***** Material shown

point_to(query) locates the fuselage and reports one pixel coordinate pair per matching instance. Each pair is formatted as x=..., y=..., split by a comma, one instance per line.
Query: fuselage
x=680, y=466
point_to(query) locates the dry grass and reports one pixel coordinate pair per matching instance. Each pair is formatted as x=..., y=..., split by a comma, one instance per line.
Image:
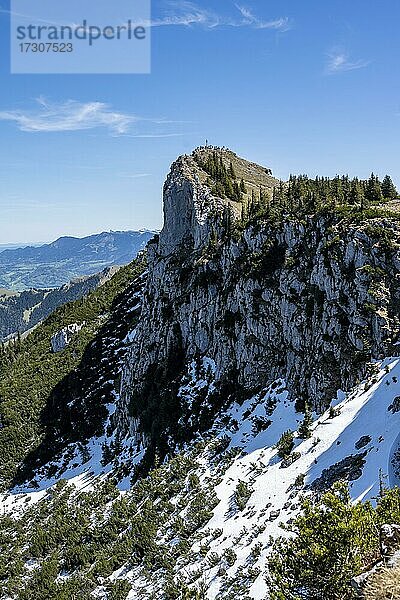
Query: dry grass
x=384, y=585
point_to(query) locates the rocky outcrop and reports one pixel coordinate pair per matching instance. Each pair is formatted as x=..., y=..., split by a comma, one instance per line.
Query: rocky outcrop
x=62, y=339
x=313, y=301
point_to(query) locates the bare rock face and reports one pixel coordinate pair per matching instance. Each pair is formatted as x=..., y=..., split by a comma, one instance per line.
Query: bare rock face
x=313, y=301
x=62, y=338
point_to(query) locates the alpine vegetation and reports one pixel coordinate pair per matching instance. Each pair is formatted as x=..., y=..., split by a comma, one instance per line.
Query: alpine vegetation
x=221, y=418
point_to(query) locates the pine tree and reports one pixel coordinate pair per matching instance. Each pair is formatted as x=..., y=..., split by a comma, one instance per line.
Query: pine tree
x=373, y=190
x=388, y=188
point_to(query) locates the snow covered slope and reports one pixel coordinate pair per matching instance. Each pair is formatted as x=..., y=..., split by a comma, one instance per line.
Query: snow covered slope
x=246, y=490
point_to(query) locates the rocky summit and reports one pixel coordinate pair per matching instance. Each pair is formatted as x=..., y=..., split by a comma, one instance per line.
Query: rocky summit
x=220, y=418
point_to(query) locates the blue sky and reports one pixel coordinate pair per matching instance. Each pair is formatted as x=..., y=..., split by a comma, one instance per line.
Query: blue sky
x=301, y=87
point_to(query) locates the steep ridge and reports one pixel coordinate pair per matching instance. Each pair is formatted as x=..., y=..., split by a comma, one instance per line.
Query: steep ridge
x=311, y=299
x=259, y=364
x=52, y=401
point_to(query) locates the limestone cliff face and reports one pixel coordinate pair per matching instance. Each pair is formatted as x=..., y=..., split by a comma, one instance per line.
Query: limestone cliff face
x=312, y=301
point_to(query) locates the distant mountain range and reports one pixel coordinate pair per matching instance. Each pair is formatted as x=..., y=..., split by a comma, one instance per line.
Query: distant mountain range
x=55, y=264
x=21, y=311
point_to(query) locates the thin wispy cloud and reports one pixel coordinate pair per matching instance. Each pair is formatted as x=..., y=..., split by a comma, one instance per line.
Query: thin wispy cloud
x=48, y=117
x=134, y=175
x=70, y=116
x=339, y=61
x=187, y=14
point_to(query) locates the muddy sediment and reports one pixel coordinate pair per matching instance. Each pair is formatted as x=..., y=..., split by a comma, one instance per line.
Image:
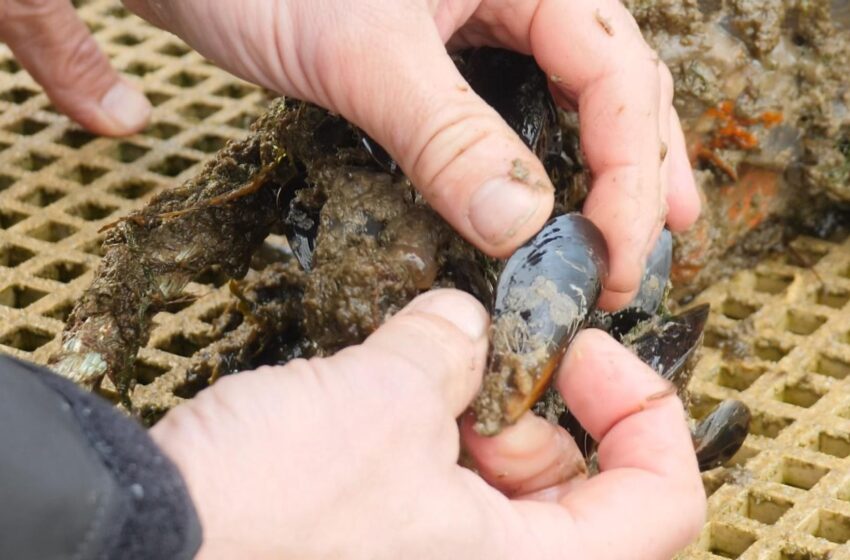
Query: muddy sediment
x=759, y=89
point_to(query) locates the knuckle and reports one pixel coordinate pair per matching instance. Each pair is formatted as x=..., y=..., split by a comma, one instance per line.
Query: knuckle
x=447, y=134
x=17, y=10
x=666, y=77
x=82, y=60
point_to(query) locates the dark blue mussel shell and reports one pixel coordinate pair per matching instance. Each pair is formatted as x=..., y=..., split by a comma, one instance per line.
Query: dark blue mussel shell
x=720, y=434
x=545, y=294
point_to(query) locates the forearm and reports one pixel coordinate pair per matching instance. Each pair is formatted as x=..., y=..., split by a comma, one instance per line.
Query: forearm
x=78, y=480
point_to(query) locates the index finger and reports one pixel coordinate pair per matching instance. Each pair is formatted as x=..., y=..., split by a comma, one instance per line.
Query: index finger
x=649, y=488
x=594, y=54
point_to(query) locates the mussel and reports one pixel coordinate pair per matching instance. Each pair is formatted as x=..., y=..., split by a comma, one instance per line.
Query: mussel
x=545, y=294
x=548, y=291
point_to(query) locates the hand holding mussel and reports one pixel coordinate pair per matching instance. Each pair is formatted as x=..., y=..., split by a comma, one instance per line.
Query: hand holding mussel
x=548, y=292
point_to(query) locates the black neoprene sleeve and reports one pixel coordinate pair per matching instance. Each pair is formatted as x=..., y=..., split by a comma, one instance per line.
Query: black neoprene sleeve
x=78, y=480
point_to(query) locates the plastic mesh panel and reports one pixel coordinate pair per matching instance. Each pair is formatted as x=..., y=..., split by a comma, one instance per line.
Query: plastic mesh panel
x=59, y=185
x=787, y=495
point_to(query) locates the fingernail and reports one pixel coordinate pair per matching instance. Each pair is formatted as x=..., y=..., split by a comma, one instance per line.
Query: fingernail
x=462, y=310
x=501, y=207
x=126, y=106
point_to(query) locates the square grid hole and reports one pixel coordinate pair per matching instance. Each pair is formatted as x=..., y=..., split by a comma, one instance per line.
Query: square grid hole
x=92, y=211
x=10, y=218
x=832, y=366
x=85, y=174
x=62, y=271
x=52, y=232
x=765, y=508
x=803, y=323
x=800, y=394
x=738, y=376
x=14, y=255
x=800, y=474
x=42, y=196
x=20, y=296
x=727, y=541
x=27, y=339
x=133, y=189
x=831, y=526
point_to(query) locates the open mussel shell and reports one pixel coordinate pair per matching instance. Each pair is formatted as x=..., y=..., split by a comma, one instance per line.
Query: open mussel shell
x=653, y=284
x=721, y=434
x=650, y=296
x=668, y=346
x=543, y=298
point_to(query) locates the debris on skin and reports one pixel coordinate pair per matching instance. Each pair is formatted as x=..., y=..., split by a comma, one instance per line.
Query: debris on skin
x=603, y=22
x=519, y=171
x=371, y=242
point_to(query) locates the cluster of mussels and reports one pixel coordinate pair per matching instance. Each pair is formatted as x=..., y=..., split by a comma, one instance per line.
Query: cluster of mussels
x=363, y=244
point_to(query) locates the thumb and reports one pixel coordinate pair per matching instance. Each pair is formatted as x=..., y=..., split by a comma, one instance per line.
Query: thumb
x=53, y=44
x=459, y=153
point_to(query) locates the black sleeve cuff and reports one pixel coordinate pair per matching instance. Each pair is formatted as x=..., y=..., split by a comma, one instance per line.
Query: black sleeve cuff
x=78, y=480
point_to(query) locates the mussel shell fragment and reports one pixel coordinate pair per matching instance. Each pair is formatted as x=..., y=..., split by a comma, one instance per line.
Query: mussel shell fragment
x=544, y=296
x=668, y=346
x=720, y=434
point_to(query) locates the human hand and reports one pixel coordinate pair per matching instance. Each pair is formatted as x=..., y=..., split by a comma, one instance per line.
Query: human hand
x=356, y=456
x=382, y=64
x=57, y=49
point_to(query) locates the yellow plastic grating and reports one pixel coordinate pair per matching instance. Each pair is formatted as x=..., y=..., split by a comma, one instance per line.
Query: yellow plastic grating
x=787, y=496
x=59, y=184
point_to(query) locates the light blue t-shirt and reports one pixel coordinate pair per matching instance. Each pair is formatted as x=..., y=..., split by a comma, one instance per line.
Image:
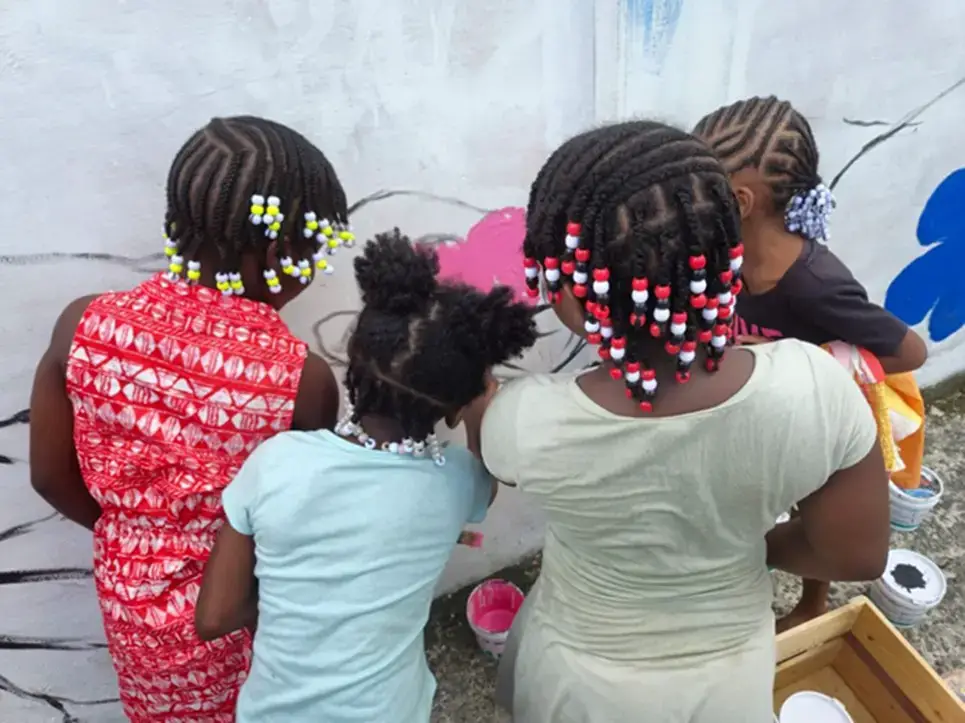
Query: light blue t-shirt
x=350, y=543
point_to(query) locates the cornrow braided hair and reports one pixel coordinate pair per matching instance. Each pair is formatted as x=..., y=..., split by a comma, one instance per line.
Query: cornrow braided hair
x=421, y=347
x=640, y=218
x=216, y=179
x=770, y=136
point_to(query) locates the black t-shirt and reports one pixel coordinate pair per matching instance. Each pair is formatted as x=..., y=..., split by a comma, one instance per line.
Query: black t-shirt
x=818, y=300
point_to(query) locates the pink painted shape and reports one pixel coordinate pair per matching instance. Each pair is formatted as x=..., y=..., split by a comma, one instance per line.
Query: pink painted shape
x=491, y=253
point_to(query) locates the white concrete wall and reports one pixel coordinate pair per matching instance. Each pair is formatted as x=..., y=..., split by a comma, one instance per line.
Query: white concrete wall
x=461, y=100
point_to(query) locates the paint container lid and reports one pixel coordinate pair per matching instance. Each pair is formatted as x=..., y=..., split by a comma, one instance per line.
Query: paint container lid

**********

## [Task item]
Repeat, with no pictures, each line from the beginning of the data through the line containing "point_to(query) locates the blue", inclusive.

## [Solution]
point_to(query) locates the fuselage and reports one pixel coordinate pair per matching instance. Each pair is formatted as x=..., y=..., split by a comma, one instance per line.
Query: fuselage
x=680, y=466
point_to(query) locates the dry grass and reports one pixel coordinate pair per matching instance. Each pair is formatted as x=..., y=..., split by a comma, one instance per line.
Image:
Query: dry grass
x=384, y=585
point_to(query) locates the rocky outcrop and reports one pixel coordinate pair per matching instance. Each pair is formatted as x=..., y=..., split by a comma, one instance per line.
Query: rocky outcrop
x=62, y=339
x=313, y=301
point_to(query) locates the bare rock face and reports one pixel coordinate pair per matching instance. Each pair is formatted as x=..., y=..., split by a comma, one instance per line.
Query: bare rock face
x=313, y=301
x=62, y=338
point_to(query) locates the alpine vegetation and reports one pixel coordinate pair per matching instance. Each pair is formatted as x=..., y=..., split by a comma, one instance per line.
Query: alpine vegetation
x=221, y=418
point_to(query) locates the pine tree and reports one pixel coordinate pair per matching instance. Each pair is formatted as x=..., y=..., split by a comma, one instance per line.
Query: pine tree
x=373, y=190
x=388, y=188
point_to(query) locates the snow covered slope and reports one pixel coordinate pair per matching instance. Each pair is formatted as x=..., y=..., split by a comma, one instance per line.
Query: snow covered slope
x=246, y=490
point_to(query) locates the rocky summit and reports one pixel coordinate pair per matching instance. Each pair is formatted as x=..., y=..., split by a comma, one instance per line.
Query: rocky summit
x=220, y=418
point_to(query) locates the blue sky and reports one pixel coordinate pair per matching instance. Each pair is formatted as x=..., y=..., split by a comma, one instance per line.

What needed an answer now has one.